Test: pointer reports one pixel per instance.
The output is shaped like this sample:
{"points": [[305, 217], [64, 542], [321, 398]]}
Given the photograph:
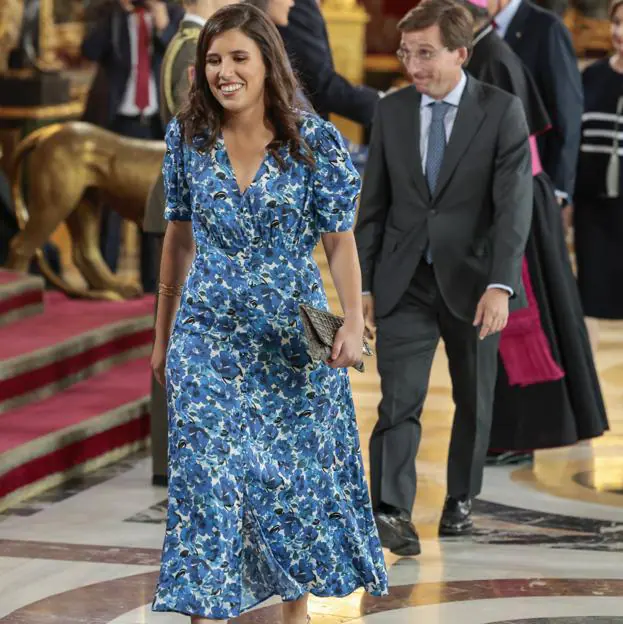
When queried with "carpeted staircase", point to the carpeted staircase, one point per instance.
{"points": [[74, 384]]}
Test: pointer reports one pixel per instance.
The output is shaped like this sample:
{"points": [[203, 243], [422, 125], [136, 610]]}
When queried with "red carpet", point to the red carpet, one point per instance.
{"points": [[63, 431], [74, 384]]}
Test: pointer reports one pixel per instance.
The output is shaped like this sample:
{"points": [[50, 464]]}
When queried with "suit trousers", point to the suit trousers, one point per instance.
{"points": [[406, 343], [110, 233]]}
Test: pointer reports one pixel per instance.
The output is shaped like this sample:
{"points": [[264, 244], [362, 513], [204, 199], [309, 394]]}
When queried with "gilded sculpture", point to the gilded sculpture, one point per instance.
{"points": [[73, 169], [11, 14]]}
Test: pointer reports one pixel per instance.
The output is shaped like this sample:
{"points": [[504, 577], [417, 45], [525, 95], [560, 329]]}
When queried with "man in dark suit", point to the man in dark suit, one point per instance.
{"points": [[543, 43], [128, 42], [443, 222], [307, 43]]}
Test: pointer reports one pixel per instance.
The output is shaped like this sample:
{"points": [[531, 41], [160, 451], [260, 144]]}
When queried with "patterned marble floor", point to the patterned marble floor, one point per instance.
{"points": [[548, 546]]}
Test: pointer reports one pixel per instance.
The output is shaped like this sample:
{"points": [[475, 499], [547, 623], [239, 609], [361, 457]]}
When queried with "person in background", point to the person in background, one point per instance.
{"points": [[544, 44], [267, 492], [443, 221], [307, 43], [128, 42], [547, 392], [598, 200], [175, 79]]}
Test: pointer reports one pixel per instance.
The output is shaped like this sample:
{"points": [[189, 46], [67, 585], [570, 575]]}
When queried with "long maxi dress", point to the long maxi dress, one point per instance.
{"points": [[267, 493], [556, 398]]}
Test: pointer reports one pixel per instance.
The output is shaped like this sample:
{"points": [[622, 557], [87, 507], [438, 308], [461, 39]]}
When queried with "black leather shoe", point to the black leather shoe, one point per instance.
{"points": [[397, 533], [456, 518]]}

:::::

## [What you should do]
Identify each line of the material above that contains the word "When" and copy every such line.

## [Problem solution]
When queried with "carpeted staircase", point to the carpeted staircase, one point per instance.
When queried with "red carpet", point to the red carpet, one point per instance.
When queried with "suit trousers", point to the suit trousers, one point per instance.
When queried with "gilded sculpture", point to the gilded sculpture, one point per instance.
When queried with "man in dark suit", point to the man in dark suit, one point per instance.
When queried with "patterned marble floor", point to the patterned marble floor, one point per instance.
When queried with "person in background", point to the person in background, one point per instance.
When queried with "long maxi dress", point to the long maxi dress, one point per instance.
When queried with "black leather shoe", point to the black leather shoe, one point per instance.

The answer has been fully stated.